## Your task
Please show each line of the records below that contains the word "right". Case counts.

## Records for the exercise
--*--

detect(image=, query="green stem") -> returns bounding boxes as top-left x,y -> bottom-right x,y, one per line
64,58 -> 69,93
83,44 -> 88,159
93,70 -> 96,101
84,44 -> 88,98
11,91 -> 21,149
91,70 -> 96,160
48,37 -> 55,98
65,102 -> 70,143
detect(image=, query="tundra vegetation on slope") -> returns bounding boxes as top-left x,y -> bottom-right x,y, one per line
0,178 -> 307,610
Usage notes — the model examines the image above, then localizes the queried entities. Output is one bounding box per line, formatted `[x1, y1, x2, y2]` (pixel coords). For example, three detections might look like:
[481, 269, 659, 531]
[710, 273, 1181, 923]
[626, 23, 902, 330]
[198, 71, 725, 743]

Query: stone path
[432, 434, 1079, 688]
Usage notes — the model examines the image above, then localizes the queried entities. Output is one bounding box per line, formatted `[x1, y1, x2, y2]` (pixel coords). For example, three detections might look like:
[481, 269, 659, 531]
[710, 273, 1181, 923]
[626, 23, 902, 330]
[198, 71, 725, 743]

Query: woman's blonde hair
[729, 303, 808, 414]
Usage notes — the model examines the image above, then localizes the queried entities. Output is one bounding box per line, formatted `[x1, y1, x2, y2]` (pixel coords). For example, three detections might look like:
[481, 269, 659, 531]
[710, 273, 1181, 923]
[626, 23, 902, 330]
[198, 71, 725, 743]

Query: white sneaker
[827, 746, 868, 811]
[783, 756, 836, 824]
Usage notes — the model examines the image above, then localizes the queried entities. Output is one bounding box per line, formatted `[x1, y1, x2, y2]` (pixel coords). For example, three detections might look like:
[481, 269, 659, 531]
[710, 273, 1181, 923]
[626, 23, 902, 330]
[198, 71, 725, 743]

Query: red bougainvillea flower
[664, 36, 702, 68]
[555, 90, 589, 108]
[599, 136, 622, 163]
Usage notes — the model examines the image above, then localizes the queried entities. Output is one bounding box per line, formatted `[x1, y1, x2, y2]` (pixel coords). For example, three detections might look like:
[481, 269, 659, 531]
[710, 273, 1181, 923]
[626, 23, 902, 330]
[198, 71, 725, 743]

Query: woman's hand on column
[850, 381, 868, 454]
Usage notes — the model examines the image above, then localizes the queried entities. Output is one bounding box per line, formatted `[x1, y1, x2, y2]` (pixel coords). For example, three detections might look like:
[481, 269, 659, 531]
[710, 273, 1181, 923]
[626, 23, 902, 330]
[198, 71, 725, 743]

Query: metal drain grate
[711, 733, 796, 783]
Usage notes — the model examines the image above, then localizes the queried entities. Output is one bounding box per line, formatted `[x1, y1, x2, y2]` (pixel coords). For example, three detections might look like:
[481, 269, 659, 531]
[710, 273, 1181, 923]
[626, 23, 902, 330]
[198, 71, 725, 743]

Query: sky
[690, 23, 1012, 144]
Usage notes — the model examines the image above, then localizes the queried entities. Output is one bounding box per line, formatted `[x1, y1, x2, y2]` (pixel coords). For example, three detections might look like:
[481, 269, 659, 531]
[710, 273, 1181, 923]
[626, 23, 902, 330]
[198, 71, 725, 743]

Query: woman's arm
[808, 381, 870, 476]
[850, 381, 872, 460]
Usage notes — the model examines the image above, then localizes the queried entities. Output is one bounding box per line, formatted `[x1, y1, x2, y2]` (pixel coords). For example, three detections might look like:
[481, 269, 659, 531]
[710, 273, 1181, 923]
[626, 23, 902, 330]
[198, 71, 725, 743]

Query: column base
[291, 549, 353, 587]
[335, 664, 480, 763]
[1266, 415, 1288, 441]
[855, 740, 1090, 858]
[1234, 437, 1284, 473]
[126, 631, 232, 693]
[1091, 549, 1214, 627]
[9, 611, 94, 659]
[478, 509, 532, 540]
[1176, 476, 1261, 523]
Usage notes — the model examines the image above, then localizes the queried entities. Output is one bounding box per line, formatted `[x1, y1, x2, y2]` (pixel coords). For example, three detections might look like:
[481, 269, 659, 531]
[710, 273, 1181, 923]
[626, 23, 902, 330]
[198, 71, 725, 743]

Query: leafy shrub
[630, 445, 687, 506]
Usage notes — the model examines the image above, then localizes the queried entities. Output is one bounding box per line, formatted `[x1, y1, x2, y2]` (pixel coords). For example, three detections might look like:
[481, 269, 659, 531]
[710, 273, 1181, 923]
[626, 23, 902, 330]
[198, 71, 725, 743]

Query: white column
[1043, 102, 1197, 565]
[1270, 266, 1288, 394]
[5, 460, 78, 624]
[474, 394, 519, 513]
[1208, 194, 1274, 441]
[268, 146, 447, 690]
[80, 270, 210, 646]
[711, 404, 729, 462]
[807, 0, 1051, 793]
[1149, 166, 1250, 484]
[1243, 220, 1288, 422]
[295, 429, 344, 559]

--*--

## Solution to this problem
detect(image=, query="green stem") -> returns bounding boxes as top-left x,y -> bottom-right x,y, one per line
detect(image=, query="tundra vegetation on slope") -> returns bounding boxes as top-left x,y -> bottom-right x,y, one per line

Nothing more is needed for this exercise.